- [DOCUMENT TEXT]:
════════════════
Outside of that I'm thinking of just using them as some sort of blinding light source to stun or disorient the party?

I've read something about auroras being caused by electrons and protons interacting with the atmosphere and that sounds like you could twist it into some really badass powers, but I unfortunately lack the science background to really come up with an application of that. I suppose plasma attacks of some sorts, but that seems really vague and might not be very different from lightning or fire. Maybe gravity shenanigans? Or maybe she could cause some sort of chemical reaction with snow or oxygen? Somebody with a science background would have a better or cooler idea.

Duckbox
Sep 7, 2007

One thing you guys might consider is that bureaucrats in a fantasy setting might reasonably expect people to fill in "important" personal details that are utterly divorced from the real world and there may be the potential for the PCs to fail the test for reasons that no one in the real world would care about or consider important.

Since the test/forms the players fill out will have important ramifications for the characters (possibly even life and death stakes), there's no reason not to treat it like any other adventure. Make it clear that failing the test/filling out the form incorrectly would be a BAD THING then make the challenge for the players be figuring out how to ensure they get the paperwork right. One way you could do that is have the party meet a bunch of sad sacks who were a lot like them once but failed the test and have been trapped in bureaucratic limbo for weeks/years/all eternity as a result. Once the players realize that failure is not an option, they'll find themselves having to think strategically about how they can ensure they'll pass it. Naturally, the first step will be finding out what's on the test, which will encourage them to talk to NPCs, read supplemental forms, poke their noses around and other things that will help them get a sense for their setting and how their character might fit into it. Once the players have a good idea of what the stakes are and what the test is about, you can get to the fun part of having them solve the "quest" of figuring out how to answer it. You can do all this as pure roleplay (since it would mostly just be reading, listening, and talking to people) and shouldn't take that long anyway so character sheets and dice are not required, but if you really want the players to have filled out the forms ahead of time, then you can tweak the scenario a little bit by saying there's a second (much harder) set of forms to fill out or set it up so that the players' exams have all been reviewed and they all failed. Now they only have a very limited time to complete/resubmit the paperwork and get certified before there will be dire consequences. From there the trick will be figuring out how to pass the test.
════════════════
- [REQUIRED TASK A]: Could you convert the records, from the line with "the cat's head." through the end of the records, into a Markdown table with columns named Row and Line, leaving out any blank lines?

- [Excerpt from a dataset]:
════════════════
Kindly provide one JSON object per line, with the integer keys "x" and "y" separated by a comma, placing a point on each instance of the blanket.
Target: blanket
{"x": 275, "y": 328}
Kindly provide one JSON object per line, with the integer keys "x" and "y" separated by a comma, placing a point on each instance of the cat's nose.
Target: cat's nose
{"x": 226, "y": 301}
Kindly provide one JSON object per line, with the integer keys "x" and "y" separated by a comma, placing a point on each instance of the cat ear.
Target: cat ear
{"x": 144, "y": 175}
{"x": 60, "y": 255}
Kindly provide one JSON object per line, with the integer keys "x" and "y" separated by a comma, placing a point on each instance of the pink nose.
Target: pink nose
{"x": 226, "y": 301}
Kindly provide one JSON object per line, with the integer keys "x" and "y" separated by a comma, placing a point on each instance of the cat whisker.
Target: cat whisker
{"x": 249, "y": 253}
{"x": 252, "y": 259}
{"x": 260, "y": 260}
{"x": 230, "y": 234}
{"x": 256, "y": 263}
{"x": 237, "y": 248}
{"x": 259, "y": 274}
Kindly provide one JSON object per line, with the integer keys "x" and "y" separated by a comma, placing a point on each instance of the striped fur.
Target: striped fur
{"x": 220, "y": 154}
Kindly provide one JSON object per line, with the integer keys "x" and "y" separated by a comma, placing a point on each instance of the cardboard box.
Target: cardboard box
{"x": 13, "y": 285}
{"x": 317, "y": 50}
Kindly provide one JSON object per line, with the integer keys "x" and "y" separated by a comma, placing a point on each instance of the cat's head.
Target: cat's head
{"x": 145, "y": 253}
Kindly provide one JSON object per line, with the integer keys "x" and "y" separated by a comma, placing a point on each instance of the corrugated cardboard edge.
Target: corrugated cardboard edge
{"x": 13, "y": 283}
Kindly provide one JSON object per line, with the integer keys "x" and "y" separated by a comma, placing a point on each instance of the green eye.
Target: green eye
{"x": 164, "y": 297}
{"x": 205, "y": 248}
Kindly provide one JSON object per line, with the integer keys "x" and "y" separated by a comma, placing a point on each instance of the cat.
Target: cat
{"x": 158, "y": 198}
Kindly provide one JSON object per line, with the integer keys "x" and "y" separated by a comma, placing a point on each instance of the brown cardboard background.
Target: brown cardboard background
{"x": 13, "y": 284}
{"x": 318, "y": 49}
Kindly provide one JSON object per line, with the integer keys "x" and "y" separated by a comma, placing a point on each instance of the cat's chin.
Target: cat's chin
════════════════
- [REQUIRED TASK B]: In the tabletop-game discussion, how long does it say the sad sacks who failed the test have been trapped in bureaucratic limbo? List every length of time it gives.

- [EXERCISE OUTPUT A]:
| Row | Line |
|---|---|
| 1 | Kindly provide one JSON object per line, with the integer keys "x" and "y" separated by a comma, placing a point on each instance of the cat's head. |
| 2 | Target: cat's head |
| 3 | {"x": 145, "y": 253} |
| 4 | Kindly provide one JSON object per line, with the integer keys "x" and "y" separated by a comma, placing a point on each instance of the corrugated cardboard edge. |
| 5 | Target: corrugated cardboard edge |
| 6 | {"x": 13, "y": 283} |
| 7 | Kindly provide one JSON object per line, with the integer keys "x" and "y" separated by a comma, placing a point on each instance of the green eye. |
| 8 | Target: green eye |
| 9 | {"x": 164, "y": 297} |
| 10 | {"x": 205, "y": 248} |
| 11 | Kindly provide one JSON object per line, with the integer keys "x" and "y" separated by a comma, placing a point on each instance of the cat. |
| 12 | Target: cat |
| 13 | {"x": 158, "y": 198} |
| 14 | Kindly provide one JSON object per line, with the integer keys "x" and "y" separated by a comma, placing a point on each instance of the brown cardboard background. |
| 15 | Target: brown cardboard background |
| 16 | {"x": 13, "y": 284} |
| 17 | {"x": 318, "y": 49} |
| 18 | Kindly provide one JSON object per line, with the integer keys "x" and "y" separated by a comma, placing a point on each instance of the cat's chin. |
| 19 | Target: cat's chin |

- [EXERCISE OUTPUT B]:
- Weeks
- Years
- All eternity